Extracted text –
Chapter 2 Implementing a Turing machine in R

Our goal is to build a Turing machine. First we need a smart encoding of our infinite tape, since R can only use positive indices. We assume that the starting position of our machine is at the left most 1 and let this be position 1. We let the even numbers represent the numbers to the left of our starting position, and the uneven numbers represent the numbers to the right of our starting position.

We define a function for determining the index of a new position, given the current position and the direction:

position_determiner <- function(current_position, direction){
  position <- current_position
  if(current_position == 2 & direction == "R"){position <- position -1 }
  else if(current_position == 1 & direction == "L"){position <- position + 1 }
  else if(current_position %% 2 != 0 & direction == "R"){position <- position + 2} 
  else if(current_position %% 2 == 0 & direction == "R"){position <- position -2 } 
  else if(current_position %% 2 == 0 & direction == "L"){position <- position + 2}
  else{position <- position - 2}
  position}

We can now define our universal turingmachine. The machine takes the program and an input as inputs. The browser argument allows that we can follow the machines course of action step by step, and the ‘numeric’ arguments allows that we get the output as the sum of ones on the tape instead of the tape itself.

turingmachine <- function(program, input, browser = FALSE, numeric = FALSE){
  if(browser){browser()}
  position <-  1
  state <- "1"
  input <- input
  while(state != "0"){
    if(is.na(input[position])){
      input[position] <- program[[state]]$if_read_na$return
      position <- position_determiner(position, program[[state]]$if_read_na$direction)
      state <- program[[state]]$if_read_na$state
    }
    else {
      input[position] <- program[[state]]$if_read_one$return
      position <- position_determiner(position, program[[state]]$if_read_one$direction)

Requirements –
1. In the Turing machine chapter, what do the even numbers on the tape stand for?
2. Repeat the Turing machine chapter word for word, beginning at the words "Our goal is" and stopping after "our starting position.".
The lines after this play no part in the work on the Turing machine chapter.

Photo-based point labeling data –
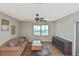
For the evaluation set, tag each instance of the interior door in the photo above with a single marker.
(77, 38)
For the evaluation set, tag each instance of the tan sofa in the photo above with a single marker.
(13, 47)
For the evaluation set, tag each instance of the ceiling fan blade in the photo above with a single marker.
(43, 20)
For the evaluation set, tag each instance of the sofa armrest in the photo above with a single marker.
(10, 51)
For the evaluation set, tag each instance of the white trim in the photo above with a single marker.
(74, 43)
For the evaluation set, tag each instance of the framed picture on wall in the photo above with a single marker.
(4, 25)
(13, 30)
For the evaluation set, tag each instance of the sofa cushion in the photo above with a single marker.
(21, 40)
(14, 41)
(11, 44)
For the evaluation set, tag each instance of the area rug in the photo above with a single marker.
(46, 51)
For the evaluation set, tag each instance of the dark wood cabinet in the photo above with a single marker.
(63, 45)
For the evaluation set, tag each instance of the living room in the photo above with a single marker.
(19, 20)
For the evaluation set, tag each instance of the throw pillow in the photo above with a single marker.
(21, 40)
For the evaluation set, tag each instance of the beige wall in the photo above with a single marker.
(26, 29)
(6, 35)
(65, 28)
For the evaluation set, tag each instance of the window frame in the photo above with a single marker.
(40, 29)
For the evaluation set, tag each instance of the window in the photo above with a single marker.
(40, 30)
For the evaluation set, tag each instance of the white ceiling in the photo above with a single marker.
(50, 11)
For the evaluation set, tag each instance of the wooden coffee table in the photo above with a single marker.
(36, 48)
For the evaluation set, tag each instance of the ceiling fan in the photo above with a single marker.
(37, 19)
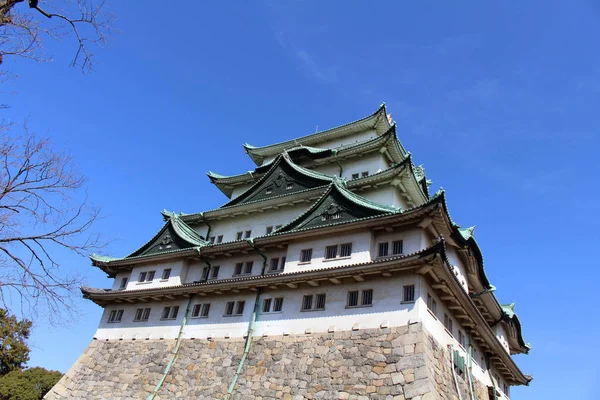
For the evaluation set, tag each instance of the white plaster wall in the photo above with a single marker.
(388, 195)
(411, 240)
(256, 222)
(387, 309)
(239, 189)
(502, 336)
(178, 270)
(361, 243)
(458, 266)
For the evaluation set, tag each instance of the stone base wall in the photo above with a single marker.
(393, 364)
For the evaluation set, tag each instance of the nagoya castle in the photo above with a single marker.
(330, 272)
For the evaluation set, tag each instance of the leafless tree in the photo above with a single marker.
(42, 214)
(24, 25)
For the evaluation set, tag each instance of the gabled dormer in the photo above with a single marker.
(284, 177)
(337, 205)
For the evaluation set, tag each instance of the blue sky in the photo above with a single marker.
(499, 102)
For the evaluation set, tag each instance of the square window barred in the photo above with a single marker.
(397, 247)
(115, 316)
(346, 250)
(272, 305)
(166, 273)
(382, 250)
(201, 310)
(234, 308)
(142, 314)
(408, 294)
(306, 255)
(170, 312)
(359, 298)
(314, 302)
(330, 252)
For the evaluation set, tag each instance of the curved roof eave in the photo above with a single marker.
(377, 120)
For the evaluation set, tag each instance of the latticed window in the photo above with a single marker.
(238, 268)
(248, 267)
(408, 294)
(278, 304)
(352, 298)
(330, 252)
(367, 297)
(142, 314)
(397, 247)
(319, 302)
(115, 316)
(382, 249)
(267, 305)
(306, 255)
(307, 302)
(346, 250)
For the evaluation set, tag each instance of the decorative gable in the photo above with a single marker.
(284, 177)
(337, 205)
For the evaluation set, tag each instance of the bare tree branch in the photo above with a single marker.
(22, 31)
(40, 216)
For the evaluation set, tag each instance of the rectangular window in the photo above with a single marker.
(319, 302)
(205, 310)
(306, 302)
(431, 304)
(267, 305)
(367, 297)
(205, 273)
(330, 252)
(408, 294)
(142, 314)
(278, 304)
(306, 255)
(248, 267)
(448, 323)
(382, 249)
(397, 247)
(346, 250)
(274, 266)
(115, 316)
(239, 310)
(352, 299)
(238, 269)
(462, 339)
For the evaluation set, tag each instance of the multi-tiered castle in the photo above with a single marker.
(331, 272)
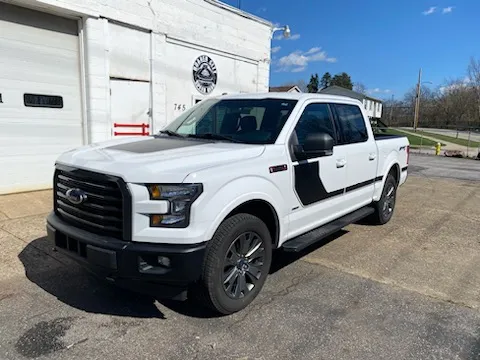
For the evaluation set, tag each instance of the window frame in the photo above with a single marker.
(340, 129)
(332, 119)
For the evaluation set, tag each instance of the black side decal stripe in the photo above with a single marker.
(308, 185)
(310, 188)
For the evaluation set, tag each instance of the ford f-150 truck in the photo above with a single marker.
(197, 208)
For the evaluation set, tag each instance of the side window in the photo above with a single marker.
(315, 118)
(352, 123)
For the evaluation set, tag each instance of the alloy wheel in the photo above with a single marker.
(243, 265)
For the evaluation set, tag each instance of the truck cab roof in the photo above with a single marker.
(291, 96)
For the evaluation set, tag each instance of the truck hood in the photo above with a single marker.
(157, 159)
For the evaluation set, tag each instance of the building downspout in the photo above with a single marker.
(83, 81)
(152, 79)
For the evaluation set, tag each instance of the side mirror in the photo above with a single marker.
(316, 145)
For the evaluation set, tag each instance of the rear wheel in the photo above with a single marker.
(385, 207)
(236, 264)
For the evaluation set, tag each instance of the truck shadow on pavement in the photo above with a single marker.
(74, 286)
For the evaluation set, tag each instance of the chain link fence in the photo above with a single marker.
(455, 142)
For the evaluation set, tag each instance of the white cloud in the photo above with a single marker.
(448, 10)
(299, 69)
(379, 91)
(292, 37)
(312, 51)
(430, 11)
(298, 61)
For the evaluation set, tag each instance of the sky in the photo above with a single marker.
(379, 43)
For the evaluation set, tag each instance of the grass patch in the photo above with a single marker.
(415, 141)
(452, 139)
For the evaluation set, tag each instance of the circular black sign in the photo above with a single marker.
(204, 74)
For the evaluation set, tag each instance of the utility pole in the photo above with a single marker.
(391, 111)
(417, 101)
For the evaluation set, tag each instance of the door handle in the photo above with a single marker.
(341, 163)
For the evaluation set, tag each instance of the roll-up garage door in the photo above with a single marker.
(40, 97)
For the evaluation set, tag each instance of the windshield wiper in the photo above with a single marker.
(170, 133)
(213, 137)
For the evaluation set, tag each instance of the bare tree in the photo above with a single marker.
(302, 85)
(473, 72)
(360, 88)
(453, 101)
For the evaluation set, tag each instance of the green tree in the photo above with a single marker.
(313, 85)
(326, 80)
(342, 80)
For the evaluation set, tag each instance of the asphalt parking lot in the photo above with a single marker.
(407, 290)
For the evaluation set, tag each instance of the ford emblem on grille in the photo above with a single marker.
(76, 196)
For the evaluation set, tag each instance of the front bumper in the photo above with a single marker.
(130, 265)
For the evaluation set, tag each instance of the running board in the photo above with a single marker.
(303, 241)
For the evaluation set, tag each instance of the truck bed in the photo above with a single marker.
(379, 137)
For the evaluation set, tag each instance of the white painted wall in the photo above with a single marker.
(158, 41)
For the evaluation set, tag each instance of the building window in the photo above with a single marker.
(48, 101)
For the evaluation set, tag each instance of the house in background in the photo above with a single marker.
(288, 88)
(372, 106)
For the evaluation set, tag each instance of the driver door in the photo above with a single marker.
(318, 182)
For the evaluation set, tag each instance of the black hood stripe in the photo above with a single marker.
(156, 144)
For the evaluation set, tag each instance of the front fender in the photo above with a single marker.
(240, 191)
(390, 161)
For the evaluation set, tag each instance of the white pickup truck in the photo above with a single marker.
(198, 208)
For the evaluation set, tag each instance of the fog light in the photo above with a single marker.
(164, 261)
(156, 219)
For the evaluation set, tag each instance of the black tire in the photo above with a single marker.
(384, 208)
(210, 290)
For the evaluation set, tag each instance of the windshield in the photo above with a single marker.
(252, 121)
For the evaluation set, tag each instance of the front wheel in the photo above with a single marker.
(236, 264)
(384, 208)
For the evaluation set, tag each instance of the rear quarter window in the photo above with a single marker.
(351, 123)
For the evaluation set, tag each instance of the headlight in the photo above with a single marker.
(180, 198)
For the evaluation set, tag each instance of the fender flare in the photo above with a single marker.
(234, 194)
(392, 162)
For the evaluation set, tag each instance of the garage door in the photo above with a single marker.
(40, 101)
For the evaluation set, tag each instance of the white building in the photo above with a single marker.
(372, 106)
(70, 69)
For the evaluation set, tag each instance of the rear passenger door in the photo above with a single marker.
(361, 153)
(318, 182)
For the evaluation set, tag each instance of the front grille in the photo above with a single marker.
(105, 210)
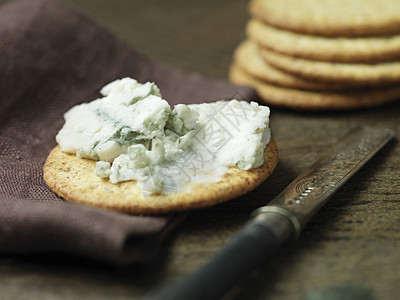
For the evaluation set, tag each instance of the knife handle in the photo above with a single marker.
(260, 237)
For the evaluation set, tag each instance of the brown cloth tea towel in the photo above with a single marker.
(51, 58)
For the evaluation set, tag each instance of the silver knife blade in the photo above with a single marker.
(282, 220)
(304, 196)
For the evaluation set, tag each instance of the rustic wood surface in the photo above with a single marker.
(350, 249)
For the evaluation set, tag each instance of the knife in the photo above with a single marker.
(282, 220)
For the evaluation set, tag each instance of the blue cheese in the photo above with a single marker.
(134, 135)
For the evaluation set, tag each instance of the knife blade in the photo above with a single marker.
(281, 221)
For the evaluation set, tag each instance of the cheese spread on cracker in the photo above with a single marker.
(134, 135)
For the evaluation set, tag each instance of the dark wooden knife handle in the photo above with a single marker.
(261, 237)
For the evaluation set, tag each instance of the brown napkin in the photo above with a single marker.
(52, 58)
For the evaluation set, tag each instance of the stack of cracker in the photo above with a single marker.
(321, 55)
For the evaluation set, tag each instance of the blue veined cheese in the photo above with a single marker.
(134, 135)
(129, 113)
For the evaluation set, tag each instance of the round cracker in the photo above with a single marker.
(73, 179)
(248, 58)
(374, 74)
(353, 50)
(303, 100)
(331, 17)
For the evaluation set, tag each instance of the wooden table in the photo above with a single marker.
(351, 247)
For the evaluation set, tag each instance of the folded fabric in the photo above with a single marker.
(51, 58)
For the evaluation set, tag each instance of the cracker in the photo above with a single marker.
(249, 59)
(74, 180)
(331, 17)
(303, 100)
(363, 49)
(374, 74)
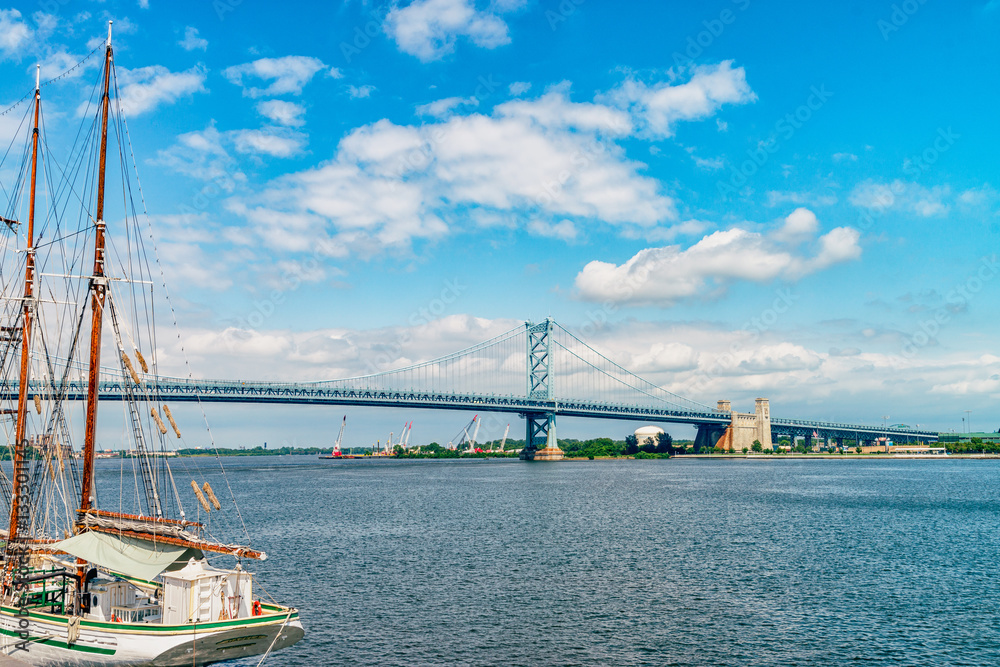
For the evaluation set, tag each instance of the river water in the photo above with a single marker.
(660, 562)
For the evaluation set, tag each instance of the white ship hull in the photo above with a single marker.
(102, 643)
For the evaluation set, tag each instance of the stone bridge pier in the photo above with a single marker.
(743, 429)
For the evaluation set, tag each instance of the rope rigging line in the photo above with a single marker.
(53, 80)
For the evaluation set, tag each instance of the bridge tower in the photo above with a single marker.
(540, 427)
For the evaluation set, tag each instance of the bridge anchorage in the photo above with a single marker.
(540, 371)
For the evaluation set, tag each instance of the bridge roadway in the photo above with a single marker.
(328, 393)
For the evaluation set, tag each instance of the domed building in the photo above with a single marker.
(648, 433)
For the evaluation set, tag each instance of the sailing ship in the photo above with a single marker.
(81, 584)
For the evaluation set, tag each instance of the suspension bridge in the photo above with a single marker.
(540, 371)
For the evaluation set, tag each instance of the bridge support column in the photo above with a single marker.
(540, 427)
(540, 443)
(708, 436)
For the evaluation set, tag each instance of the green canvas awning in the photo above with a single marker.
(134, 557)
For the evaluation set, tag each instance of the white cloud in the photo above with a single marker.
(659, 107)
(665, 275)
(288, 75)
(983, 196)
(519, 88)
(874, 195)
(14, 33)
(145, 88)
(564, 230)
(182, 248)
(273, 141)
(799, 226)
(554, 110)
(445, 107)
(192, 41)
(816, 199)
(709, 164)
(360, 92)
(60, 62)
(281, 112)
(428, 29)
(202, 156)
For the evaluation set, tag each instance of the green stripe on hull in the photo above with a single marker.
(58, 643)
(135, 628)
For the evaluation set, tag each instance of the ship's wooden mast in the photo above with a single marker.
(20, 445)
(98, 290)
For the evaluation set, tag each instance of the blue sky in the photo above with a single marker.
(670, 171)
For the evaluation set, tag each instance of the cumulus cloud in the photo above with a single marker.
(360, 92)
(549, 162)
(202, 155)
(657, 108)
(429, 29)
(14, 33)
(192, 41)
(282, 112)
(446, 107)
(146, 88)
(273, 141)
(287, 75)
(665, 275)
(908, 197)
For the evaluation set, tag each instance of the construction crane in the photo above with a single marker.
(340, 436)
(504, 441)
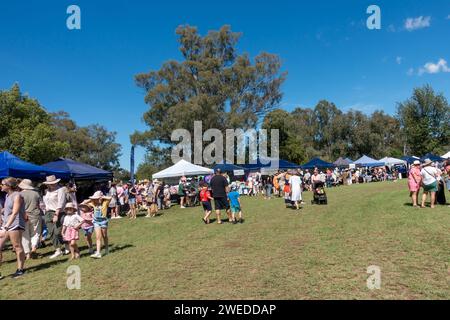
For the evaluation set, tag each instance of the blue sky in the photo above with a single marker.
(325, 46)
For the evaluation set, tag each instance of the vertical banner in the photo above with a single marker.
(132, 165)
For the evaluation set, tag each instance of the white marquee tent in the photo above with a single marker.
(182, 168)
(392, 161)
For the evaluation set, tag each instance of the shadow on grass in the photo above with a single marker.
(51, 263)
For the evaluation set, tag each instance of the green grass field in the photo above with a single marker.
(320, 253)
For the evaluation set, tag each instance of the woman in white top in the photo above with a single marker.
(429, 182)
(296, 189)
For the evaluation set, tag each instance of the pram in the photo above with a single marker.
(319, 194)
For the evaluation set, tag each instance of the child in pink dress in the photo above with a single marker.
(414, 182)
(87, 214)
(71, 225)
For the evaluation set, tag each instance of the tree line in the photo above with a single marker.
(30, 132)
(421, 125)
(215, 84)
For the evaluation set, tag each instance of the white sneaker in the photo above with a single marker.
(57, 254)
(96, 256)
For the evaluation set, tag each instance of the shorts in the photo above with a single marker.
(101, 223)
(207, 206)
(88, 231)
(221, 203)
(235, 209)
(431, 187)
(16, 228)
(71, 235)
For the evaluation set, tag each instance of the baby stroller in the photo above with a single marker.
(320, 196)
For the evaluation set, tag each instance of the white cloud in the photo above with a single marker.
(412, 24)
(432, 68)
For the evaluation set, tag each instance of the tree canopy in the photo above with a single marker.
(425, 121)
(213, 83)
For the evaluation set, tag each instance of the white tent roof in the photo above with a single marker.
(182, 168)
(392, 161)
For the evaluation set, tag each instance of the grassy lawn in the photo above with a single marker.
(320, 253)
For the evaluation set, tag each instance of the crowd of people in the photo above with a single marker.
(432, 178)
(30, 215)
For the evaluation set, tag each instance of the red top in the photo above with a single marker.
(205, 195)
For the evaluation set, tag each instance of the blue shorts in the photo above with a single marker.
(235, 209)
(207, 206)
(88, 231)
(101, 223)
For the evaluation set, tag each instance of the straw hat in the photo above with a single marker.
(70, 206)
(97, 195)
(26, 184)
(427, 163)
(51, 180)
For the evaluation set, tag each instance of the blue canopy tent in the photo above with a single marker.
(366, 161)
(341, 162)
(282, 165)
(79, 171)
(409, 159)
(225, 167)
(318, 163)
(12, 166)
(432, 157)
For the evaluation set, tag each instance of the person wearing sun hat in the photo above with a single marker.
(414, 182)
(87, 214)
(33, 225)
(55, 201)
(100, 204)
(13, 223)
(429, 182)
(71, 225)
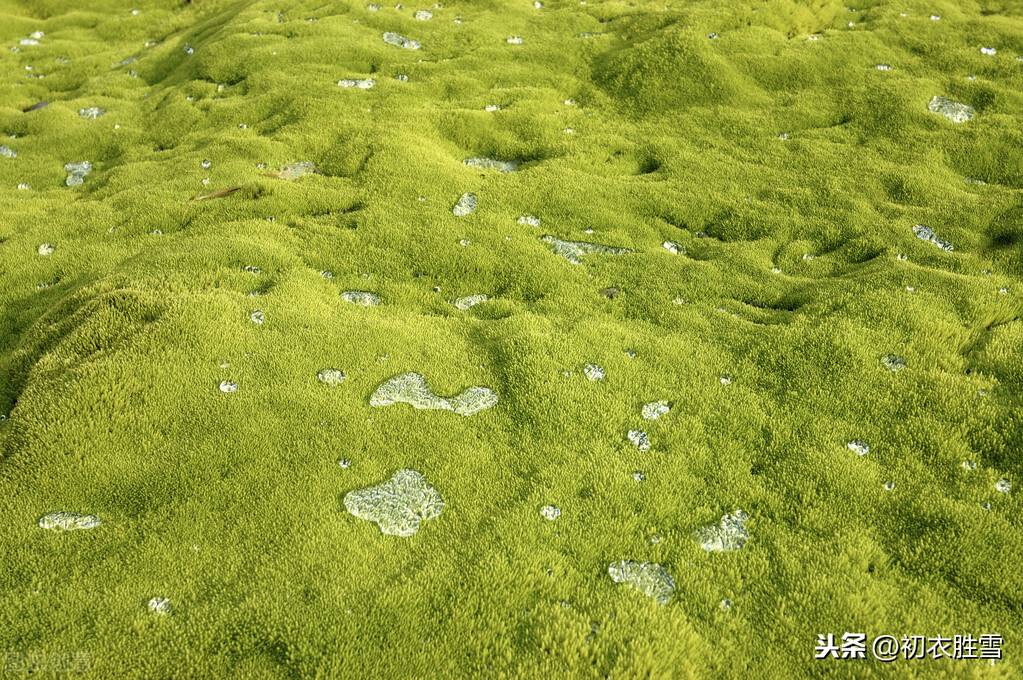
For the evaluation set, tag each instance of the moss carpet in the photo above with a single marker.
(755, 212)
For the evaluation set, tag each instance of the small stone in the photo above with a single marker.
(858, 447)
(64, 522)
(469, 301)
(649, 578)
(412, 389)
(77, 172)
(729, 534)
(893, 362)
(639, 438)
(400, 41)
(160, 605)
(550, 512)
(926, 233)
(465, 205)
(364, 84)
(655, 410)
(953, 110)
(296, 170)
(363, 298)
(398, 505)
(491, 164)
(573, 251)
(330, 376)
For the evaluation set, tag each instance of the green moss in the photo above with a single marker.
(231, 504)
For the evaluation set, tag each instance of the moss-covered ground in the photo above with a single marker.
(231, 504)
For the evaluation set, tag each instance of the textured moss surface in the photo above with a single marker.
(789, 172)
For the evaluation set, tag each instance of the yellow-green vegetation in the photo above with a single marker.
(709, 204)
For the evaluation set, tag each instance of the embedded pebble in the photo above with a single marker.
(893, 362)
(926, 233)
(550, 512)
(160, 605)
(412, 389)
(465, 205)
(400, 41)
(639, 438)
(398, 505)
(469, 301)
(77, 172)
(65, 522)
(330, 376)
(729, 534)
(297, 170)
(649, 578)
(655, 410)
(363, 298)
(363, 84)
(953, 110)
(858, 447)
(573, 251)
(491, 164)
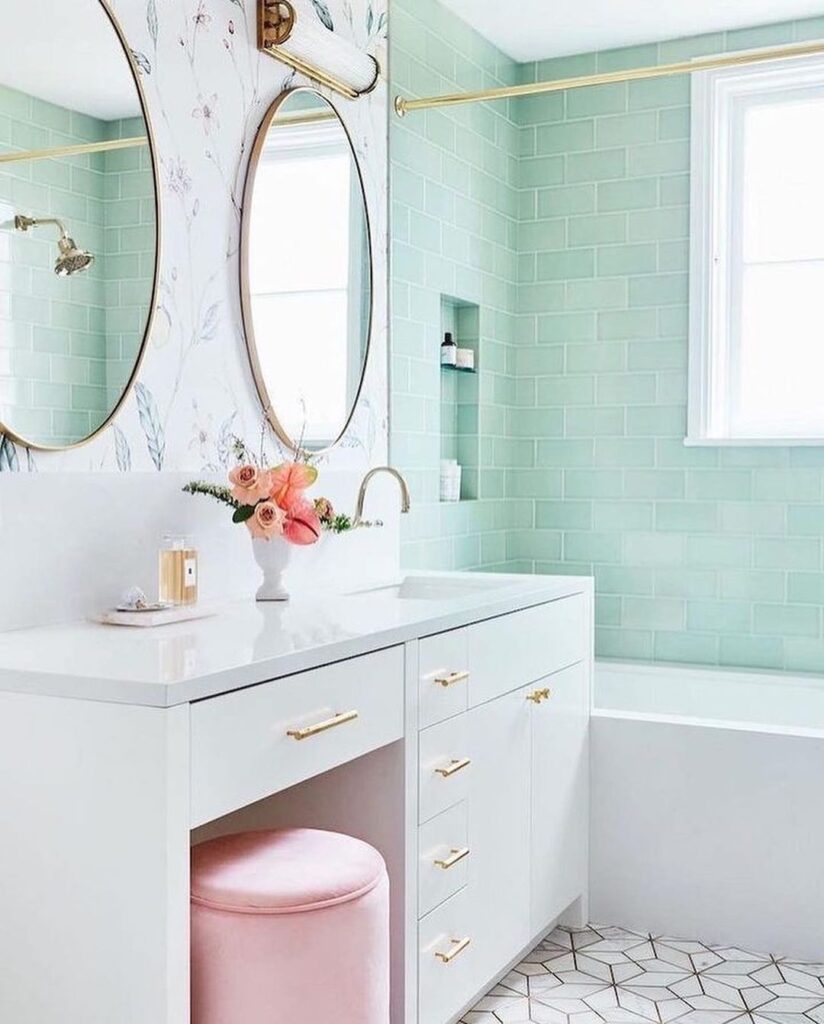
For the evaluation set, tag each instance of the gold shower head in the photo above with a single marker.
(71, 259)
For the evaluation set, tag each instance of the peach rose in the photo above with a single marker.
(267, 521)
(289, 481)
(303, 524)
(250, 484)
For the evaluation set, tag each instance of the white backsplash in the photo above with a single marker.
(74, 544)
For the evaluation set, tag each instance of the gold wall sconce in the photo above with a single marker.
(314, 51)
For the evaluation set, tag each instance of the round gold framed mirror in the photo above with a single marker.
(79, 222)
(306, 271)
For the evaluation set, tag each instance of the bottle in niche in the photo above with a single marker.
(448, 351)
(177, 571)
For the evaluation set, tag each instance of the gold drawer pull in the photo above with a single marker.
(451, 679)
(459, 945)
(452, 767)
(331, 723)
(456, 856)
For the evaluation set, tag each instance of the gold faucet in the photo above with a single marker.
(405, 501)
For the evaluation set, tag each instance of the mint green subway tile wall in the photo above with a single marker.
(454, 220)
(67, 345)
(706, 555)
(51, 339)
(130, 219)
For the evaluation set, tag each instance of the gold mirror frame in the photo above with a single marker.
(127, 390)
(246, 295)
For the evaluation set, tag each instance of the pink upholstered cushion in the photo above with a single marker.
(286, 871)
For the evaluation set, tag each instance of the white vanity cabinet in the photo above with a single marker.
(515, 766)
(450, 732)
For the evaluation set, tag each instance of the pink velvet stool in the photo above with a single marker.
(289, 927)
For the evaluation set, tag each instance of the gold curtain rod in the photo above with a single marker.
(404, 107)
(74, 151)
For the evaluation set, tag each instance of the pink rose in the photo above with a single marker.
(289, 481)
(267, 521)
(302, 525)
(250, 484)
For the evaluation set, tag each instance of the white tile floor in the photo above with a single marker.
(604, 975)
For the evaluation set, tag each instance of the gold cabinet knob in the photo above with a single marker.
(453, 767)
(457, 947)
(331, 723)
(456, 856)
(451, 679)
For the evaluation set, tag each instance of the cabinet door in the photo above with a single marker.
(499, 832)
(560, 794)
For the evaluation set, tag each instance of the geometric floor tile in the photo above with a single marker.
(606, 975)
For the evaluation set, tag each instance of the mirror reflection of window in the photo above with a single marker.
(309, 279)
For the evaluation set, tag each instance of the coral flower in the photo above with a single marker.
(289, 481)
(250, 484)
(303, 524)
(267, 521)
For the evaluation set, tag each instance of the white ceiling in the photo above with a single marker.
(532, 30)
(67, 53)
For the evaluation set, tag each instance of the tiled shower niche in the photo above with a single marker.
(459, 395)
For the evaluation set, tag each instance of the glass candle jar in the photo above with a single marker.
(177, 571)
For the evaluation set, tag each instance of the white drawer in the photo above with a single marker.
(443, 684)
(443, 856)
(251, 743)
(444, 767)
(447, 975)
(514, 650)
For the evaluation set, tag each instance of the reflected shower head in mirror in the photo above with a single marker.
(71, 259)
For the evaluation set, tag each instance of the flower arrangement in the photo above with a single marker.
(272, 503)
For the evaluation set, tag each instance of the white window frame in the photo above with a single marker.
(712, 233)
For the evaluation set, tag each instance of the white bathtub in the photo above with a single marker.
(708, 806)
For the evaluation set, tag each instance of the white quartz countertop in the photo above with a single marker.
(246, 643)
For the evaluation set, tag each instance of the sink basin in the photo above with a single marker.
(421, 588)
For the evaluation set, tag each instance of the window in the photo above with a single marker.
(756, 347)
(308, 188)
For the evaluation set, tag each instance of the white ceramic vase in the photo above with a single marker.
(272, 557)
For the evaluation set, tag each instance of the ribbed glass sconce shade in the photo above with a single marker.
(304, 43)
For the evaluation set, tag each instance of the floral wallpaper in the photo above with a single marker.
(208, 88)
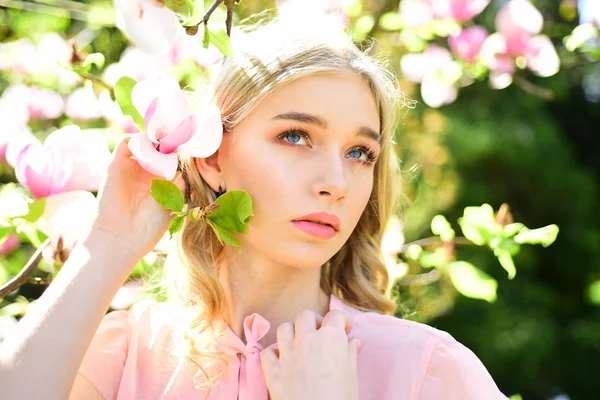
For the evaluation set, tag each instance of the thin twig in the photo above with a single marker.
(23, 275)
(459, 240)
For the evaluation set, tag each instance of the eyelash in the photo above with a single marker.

Answers given –
1. The numbers to the left of the starting position.

2.
Our goal is to build a Turing machine. First we need a smart encoding of our infinite tape, since R can only use positive indices. We assume that the starting position of our machine is at the left most 1 and let this be position 1. We let the even numbers represent the numbers to the left of our starting position, and the uneven numbers represent the numbers to the right of our starting position.